Start of Data for this exercise

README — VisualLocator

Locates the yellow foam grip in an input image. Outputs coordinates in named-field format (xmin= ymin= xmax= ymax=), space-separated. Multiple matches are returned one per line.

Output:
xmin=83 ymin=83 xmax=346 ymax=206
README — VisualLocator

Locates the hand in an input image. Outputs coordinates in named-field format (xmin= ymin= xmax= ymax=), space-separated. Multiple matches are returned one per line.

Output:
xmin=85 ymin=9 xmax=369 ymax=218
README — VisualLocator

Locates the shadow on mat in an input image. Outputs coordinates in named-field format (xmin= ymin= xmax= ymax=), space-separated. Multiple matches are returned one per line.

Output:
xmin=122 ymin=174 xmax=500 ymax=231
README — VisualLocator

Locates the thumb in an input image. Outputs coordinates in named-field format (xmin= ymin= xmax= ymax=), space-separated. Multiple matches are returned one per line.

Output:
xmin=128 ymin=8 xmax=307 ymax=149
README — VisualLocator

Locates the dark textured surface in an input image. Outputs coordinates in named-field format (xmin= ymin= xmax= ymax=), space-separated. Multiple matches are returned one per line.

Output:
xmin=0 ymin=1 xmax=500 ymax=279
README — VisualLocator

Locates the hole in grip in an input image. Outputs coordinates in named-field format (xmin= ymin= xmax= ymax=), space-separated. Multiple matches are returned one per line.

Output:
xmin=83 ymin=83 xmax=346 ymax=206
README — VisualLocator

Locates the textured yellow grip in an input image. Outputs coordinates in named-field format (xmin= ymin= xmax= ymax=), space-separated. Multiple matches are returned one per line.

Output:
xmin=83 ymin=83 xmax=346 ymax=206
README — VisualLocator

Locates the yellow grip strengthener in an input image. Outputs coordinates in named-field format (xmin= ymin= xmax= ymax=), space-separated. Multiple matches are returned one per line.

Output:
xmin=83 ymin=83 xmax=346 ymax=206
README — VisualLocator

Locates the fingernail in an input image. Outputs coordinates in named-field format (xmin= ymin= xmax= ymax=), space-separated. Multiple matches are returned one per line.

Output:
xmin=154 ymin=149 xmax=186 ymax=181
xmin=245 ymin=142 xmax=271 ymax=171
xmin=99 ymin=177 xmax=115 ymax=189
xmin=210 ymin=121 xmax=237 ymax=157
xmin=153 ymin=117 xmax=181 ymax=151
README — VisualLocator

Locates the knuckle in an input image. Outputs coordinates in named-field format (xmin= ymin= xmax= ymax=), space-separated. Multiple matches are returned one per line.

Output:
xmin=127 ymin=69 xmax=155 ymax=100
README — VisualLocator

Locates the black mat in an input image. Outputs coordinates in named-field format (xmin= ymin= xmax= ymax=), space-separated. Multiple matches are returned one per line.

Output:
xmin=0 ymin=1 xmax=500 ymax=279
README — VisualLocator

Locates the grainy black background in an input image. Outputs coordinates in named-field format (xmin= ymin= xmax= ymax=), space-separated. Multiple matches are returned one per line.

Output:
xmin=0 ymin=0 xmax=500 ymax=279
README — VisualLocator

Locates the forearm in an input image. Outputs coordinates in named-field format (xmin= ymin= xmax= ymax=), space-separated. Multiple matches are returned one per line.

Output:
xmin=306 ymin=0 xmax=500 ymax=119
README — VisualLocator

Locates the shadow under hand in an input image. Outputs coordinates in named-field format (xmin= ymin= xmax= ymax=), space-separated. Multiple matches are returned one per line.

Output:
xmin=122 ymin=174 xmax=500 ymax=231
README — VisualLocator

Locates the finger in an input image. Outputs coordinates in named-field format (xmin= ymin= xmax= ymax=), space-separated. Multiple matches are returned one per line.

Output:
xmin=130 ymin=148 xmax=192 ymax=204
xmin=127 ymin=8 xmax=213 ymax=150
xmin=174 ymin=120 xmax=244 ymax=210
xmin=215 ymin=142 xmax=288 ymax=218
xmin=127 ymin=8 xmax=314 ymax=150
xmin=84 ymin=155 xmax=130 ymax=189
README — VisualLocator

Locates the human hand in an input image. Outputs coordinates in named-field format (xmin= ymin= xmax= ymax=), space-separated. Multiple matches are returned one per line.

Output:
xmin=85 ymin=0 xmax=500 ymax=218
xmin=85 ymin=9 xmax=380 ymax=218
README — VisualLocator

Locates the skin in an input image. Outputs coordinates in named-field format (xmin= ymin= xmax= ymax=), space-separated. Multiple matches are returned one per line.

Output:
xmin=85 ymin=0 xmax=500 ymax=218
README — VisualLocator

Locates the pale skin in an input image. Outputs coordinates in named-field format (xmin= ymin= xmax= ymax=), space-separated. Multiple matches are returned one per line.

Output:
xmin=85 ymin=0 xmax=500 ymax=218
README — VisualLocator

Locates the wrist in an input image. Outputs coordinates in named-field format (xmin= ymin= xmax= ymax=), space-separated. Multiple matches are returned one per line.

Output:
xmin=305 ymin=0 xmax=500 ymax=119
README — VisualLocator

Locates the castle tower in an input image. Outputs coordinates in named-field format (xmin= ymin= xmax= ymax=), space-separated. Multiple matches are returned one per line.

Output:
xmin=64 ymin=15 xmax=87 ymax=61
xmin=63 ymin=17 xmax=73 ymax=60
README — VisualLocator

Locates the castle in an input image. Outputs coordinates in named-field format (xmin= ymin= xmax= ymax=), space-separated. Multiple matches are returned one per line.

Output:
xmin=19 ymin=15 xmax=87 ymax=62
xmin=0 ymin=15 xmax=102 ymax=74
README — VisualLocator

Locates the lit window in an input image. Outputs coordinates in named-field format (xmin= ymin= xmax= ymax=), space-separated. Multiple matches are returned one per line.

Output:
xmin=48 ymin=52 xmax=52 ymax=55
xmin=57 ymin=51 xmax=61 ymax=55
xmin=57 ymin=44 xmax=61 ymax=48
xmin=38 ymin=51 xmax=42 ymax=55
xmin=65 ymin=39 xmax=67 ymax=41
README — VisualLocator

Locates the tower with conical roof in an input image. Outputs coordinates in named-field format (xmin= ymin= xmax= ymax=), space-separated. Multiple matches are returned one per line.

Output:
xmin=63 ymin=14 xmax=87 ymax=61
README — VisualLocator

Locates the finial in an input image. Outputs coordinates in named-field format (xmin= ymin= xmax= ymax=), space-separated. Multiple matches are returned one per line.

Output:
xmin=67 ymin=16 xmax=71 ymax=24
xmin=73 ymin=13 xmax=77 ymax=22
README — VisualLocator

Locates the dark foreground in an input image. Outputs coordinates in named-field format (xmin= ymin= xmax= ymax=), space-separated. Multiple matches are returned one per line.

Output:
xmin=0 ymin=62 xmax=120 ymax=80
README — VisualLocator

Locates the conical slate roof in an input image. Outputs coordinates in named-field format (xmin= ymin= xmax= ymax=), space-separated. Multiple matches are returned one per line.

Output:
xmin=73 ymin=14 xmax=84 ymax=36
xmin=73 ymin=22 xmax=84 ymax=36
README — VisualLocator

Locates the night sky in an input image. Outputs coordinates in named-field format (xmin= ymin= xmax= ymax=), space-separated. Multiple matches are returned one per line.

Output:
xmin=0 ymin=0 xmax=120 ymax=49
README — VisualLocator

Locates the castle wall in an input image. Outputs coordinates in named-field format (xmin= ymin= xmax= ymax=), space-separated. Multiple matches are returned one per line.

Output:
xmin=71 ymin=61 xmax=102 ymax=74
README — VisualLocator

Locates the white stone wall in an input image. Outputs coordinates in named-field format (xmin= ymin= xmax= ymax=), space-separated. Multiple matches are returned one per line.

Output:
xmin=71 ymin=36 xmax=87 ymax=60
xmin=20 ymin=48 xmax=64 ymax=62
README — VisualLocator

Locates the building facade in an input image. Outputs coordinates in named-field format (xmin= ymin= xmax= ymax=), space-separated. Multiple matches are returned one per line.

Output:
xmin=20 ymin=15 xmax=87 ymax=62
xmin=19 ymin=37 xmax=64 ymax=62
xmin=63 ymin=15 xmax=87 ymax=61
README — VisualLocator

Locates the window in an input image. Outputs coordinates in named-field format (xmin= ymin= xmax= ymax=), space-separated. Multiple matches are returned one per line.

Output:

End of Data for this exercise

— Description of the task —
Identify each line of the data above that contains the word "surface", and copy those lines.

— The answer —
Locates the dark textured surface in an input image. Outputs coordinates in named-field format (xmin= ymin= xmax= ymax=), space-separated. Multiple matches are returned one per line.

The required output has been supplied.